TASK REQUIREMENTS:
Starting at the beginning of the rows and ending at the line that contains "[(602, 171)]", reproduce every line, requests included. Multiply each point coordinate in the answers by 0.65 and round it to a whole number, with halves rounded up, leaving the requests and their sample coordinates unchanged.

++++ RECORDS SHOWN ++++

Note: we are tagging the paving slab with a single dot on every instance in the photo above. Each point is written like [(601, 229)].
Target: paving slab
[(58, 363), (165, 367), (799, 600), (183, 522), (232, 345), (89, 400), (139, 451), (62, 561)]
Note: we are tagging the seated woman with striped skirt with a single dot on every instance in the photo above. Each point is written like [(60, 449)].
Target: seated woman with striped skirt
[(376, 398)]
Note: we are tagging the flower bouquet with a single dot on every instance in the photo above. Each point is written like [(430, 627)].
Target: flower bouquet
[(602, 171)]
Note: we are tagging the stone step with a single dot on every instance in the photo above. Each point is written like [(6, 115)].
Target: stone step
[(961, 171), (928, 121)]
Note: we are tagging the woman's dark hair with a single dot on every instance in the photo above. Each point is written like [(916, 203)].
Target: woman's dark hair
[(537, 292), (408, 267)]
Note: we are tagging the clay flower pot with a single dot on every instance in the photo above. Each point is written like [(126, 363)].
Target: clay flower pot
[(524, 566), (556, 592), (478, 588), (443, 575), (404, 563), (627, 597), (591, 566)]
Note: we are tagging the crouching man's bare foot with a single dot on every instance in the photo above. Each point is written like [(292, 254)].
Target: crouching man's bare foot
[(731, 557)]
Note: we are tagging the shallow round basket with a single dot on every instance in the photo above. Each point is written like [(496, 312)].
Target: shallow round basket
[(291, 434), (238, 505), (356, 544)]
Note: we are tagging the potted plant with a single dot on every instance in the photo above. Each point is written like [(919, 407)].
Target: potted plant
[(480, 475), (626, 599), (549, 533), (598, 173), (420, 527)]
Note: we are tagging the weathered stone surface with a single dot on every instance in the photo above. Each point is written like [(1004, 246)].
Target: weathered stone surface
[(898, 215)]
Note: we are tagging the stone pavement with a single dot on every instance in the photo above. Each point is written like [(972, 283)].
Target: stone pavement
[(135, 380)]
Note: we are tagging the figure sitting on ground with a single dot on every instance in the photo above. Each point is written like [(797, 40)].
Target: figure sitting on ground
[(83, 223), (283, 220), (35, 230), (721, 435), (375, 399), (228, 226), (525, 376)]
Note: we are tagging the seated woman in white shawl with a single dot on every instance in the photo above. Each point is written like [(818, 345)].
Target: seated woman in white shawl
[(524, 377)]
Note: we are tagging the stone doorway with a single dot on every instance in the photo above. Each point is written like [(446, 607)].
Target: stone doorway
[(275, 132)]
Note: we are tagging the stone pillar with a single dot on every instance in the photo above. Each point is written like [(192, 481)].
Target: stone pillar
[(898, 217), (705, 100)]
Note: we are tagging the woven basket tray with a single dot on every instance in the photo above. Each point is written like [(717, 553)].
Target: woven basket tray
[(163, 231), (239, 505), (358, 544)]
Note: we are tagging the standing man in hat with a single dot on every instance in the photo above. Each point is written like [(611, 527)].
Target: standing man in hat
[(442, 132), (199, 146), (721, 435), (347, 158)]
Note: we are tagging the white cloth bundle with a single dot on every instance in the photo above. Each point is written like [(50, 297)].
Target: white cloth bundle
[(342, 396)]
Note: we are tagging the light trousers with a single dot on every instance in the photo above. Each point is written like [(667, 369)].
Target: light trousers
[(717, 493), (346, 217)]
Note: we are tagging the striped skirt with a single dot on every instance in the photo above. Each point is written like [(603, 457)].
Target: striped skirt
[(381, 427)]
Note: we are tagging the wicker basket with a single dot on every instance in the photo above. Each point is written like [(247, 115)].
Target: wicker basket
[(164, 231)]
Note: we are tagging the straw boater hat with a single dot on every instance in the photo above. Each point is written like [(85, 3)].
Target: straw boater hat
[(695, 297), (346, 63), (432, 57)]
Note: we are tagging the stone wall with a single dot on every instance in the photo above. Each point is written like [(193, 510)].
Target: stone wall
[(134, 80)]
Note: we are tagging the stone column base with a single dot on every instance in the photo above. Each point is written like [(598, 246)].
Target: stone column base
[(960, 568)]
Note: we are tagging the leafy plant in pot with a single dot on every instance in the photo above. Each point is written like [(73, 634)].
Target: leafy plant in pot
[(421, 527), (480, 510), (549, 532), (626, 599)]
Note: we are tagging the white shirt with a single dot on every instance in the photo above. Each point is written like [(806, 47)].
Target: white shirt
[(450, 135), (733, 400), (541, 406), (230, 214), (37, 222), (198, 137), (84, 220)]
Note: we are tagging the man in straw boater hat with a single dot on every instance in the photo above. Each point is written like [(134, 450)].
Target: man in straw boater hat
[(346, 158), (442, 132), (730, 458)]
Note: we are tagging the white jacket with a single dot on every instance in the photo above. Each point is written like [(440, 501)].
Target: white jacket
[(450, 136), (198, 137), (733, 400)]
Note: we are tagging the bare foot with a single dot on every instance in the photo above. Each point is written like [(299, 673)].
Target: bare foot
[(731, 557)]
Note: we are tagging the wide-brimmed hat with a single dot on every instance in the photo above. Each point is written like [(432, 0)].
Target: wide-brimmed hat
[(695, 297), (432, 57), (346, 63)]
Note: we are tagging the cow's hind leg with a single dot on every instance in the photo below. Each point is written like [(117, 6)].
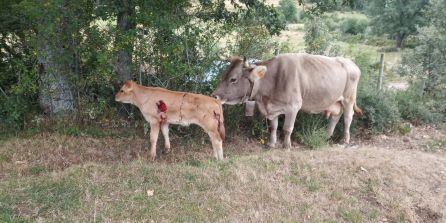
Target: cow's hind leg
[(288, 127), (348, 117), (165, 131), (273, 123)]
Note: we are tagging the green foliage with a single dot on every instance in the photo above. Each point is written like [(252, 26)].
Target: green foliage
[(317, 37), (288, 10), (417, 107), (311, 130), (170, 45), (398, 19), (380, 109), (427, 62), (354, 25), (404, 128)]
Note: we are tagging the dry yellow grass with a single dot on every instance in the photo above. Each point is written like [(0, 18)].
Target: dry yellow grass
[(58, 178)]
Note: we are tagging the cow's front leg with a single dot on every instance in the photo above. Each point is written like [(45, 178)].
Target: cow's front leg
[(154, 131), (273, 131), (165, 131), (288, 127)]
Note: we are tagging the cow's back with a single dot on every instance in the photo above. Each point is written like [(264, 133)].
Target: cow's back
[(318, 81)]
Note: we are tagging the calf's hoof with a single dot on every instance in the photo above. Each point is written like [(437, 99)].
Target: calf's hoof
[(153, 156)]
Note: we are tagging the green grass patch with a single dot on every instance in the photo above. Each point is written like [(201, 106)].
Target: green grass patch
[(351, 215)]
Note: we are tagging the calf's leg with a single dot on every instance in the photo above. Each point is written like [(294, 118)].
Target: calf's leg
[(165, 131), (334, 119), (348, 117), (154, 131), (273, 131)]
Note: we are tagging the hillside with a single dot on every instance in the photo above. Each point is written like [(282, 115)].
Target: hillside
[(53, 177)]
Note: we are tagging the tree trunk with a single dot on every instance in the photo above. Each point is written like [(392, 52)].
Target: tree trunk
[(124, 54), (55, 93)]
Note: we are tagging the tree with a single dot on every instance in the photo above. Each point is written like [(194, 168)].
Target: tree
[(397, 18), (288, 10), (427, 62)]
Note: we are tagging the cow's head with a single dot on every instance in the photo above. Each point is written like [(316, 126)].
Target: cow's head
[(239, 82), (125, 94)]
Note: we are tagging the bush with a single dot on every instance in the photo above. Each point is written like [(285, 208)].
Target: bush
[(311, 130), (354, 25), (417, 107), (12, 112), (317, 36), (288, 10)]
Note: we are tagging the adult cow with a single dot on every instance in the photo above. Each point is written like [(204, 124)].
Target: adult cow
[(288, 83)]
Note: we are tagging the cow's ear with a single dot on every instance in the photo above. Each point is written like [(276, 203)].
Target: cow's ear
[(258, 73)]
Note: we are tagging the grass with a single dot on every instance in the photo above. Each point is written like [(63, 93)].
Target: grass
[(264, 185)]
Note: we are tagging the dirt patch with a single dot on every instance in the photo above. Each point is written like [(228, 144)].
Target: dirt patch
[(419, 138)]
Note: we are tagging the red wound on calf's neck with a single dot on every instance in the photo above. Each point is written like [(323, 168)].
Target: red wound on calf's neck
[(162, 107)]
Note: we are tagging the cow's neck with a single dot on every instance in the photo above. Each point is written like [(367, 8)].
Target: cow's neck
[(140, 97)]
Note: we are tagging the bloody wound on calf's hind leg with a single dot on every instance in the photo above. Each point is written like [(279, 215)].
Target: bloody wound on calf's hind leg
[(162, 109)]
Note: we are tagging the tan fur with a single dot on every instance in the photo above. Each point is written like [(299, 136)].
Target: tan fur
[(182, 108), (293, 83)]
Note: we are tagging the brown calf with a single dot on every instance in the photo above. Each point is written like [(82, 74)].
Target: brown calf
[(161, 107)]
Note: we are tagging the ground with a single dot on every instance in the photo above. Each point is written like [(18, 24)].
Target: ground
[(388, 178)]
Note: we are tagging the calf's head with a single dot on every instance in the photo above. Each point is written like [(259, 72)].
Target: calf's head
[(125, 94), (239, 82)]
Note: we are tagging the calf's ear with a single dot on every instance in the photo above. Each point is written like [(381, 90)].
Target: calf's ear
[(258, 73)]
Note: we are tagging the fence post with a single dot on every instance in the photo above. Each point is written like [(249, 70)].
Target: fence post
[(381, 72)]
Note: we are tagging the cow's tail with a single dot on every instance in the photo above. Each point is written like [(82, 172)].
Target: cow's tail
[(221, 123), (357, 110)]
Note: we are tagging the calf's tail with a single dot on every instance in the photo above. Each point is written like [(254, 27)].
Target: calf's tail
[(221, 125), (357, 110)]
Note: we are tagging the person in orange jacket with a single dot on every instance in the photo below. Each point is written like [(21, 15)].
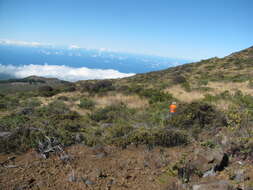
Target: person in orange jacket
[(173, 108)]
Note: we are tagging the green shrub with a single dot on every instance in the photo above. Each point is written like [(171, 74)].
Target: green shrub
[(46, 91), (86, 103), (98, 86), (197, 114), (111, 113), (63, 98), (186, 86), (159, 137)]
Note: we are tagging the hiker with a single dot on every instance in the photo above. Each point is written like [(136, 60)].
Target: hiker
[(173, 108)]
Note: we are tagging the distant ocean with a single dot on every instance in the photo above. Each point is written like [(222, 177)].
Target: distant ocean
[(76, 63)]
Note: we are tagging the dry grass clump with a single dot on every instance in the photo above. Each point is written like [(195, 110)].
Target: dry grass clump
[(219, 87), (132, 101), (178, 92)]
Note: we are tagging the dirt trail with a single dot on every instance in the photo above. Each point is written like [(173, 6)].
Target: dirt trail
[(90, 168)]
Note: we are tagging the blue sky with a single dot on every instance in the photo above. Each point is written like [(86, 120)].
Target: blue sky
[(192, 29)]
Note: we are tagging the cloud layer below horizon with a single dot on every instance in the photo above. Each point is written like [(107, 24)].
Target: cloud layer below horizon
[(61, 72)]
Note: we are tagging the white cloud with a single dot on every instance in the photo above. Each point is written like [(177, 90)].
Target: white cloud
[(20, 43), (74, 47), (61, 72)]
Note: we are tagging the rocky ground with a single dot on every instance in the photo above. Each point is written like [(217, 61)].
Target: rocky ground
[(190, 167)]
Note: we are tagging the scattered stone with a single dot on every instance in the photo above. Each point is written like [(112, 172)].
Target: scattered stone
[(209, 173), (239, 175), (87, 181), (72, 177), (5, 134), (101, 155), (219, 185), (224, 163)]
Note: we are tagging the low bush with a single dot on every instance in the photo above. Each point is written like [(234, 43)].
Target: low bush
[(46, 91), (111, 113), (197, 114), (86, 103), (98, 86)]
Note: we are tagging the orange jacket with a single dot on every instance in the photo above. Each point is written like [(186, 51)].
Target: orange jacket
[(173, 108)]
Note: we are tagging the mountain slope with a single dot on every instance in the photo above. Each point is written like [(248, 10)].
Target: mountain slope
[(126, 137)]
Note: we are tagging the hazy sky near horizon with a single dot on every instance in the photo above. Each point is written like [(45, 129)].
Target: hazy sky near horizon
[(192, 29)]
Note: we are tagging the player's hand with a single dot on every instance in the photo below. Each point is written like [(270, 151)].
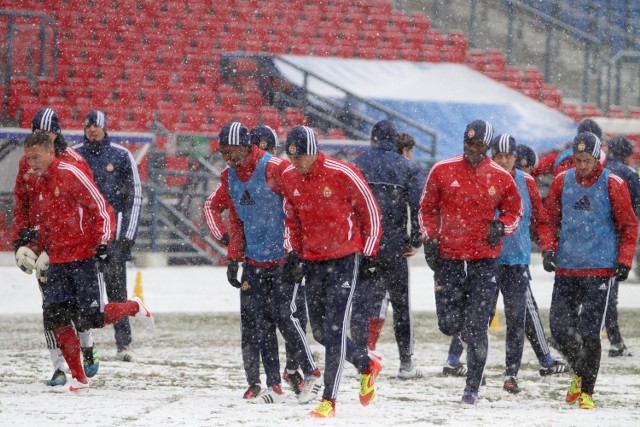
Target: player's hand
[(123, 245), (432, 254), (409, 251), (42, 265), (25, 236), (549, 260), (622, 272), (294, 267), (101, 257), (368, 268), (232, 273), (496, 231), (26, 259)]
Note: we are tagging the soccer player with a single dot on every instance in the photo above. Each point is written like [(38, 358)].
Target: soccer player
[(26, 228), (332, 236), (462, 240), (116, 174), (251, 189), (588, 236), (620, 151), (77, 223), (396, 184)]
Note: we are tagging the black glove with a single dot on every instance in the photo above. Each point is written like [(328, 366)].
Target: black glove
[(368, 268), (101, 257), (25, 236), (232, 273), (432, 254), (496, 231), (622, 272), (549, 260), (294, 267)]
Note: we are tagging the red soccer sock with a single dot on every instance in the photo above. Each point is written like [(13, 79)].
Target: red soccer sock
[(70, 348), (115, 311), (375, 328)]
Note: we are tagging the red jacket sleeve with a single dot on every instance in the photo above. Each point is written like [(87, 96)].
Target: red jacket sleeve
[(21, 211), (510, 208), (549, 225), (368, 211), (545, 164), (536, 207), (292, 229), (273, 173), (102, 220), (624, 219), (217, 202)]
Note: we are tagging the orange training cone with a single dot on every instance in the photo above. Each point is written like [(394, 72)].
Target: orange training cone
[(137, 289)]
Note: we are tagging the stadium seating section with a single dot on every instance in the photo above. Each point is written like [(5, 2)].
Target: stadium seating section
[(616, 22), (146, 60)]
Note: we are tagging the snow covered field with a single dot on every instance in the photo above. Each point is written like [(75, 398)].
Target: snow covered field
[(190, 372)]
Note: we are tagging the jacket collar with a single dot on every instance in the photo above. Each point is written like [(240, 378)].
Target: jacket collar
[(97, 147)]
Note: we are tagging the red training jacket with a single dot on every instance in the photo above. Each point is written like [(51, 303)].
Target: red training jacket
[(624, 219), (460, 200), (73, 215), (331, 212), (23, 215)]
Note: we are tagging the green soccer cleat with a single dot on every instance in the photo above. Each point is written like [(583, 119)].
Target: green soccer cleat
[(586, 401), (90, 360), (58, 378)]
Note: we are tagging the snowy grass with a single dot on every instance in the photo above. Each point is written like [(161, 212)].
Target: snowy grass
[(190, 371)]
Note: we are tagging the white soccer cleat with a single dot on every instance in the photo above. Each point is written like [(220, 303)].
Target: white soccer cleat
[(76, 387), (26, 259), (273, 394), (144, 316)]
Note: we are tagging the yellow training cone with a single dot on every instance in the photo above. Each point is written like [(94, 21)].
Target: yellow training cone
[(137, 289)]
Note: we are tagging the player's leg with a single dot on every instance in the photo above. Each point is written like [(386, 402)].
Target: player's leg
[(284, 308), (513, 281), (617, 348), (250, 345), (589, 325), (342, 280), (481, 289), (534, 331), (451, 296), (261, 290), (454, 366), (563, 317), (367, 302), (397, 273), (59, 308)]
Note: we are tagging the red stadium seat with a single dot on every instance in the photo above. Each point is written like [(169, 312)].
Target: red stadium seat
[(616, 112), (294, 117), (176, 164)]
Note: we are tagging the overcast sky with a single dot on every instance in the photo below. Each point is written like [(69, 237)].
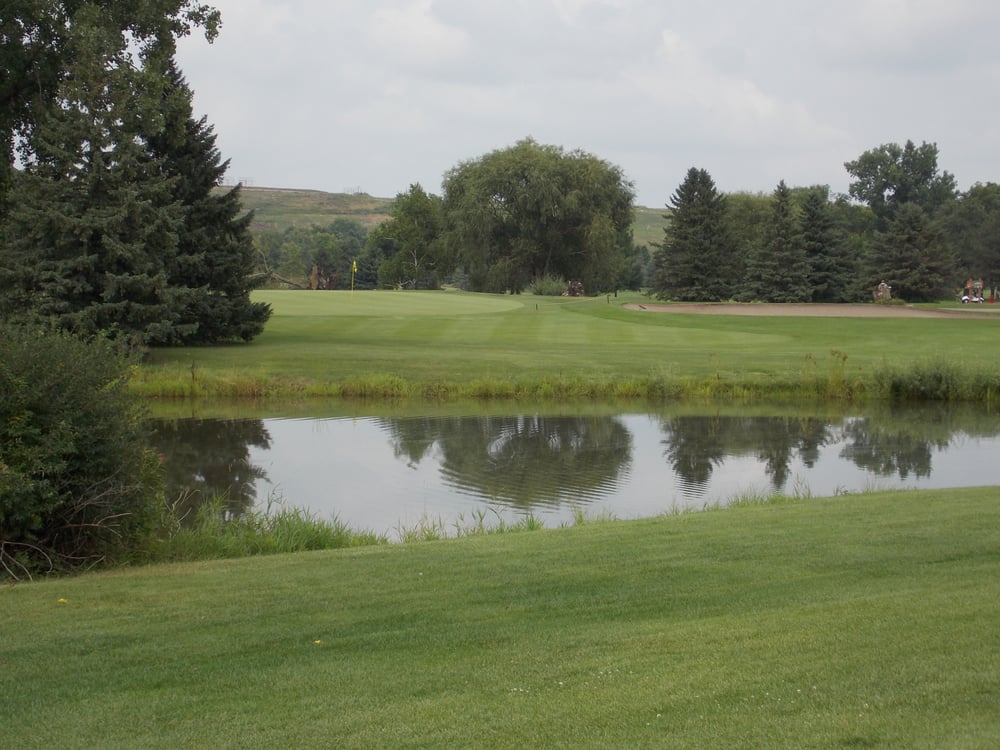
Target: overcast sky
[(374, 95)]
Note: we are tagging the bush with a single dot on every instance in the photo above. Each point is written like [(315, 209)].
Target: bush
[(548, 286), (78, 482)]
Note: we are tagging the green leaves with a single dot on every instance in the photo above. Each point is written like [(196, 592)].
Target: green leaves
[(535, 210)]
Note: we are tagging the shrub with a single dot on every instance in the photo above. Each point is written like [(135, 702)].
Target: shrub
[(547, 286), (78, 482)]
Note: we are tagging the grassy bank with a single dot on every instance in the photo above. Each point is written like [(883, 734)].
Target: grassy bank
[(857, 621), (451, 345)]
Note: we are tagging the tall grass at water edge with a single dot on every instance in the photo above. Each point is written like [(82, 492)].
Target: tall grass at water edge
[(446, 346), (857, 621)]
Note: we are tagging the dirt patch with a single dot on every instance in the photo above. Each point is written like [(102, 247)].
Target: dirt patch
[(820, 310)]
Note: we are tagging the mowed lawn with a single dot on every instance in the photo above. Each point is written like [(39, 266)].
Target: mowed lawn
[(451, 337), (858, 621)]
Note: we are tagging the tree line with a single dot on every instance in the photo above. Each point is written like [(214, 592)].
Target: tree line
[(903, 223), (519, 217)]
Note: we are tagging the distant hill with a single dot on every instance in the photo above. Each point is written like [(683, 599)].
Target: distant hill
[(279, 208)]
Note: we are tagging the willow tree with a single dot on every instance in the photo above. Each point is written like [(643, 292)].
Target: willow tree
[(535, 210)]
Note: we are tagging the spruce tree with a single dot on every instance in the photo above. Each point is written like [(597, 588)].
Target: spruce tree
[(92, 223), (694, 262), (777, 271), (829, 269), (211, 270), (913, 257)]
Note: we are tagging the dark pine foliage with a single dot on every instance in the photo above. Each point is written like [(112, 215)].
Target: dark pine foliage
[(695, 261), (212, 266)]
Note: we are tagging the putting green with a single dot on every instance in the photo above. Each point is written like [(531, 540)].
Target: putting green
[(385, 304)]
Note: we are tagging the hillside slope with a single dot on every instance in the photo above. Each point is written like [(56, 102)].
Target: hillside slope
[(279, 208)]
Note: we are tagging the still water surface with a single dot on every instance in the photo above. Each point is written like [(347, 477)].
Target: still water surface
[(385, 473)]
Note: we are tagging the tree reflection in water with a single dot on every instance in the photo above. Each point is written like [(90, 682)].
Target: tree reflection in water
[(696, 445), (206, 458), (633, 463), (525, 460)]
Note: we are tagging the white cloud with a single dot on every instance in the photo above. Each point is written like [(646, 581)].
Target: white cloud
[(382, 93)]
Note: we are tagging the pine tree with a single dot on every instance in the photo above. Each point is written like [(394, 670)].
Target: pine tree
[(211, 270), (913, 258), (829, 269), (695, 260), (777, 271), (92, 222)]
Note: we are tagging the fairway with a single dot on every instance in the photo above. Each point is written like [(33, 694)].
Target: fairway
[(385, 304), (456, 344)]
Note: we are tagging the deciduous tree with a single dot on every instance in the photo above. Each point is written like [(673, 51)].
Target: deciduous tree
[(891, 175), (532, 211)]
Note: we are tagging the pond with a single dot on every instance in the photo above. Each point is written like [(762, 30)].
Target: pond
[(387, 473)]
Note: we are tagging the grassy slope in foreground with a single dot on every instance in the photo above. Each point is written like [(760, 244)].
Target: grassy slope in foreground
[(444, 342), (858, 621)]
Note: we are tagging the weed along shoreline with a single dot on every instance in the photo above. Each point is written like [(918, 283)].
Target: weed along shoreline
[(862, 619), (441, 346)]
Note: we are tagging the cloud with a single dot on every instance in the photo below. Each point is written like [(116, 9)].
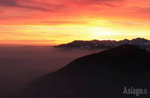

++++

RESULT OF THE TASK:
Note: we are tagging the paving slab with a single dot on every instance in the photo above. Each point is written like [(601, 229)].
Target: paving slab
[(38, 236), (107, 239), (519, 390), (119, 339), (151, 224), (58, 260), (90, 293), (40, 365)]
Note: we are tagging the seated woman with striped skirt with a single dot on every instance in the photo above. Each point is written like [(60, 449)].
Target: seated woman with striped skirt
[(244, 259)]
Note: we are tagging the flower bouquet with a single dot on every instance in the photo above. Each point is written like [(430, 627)].
Target: flower bouquet
[(391, 111)]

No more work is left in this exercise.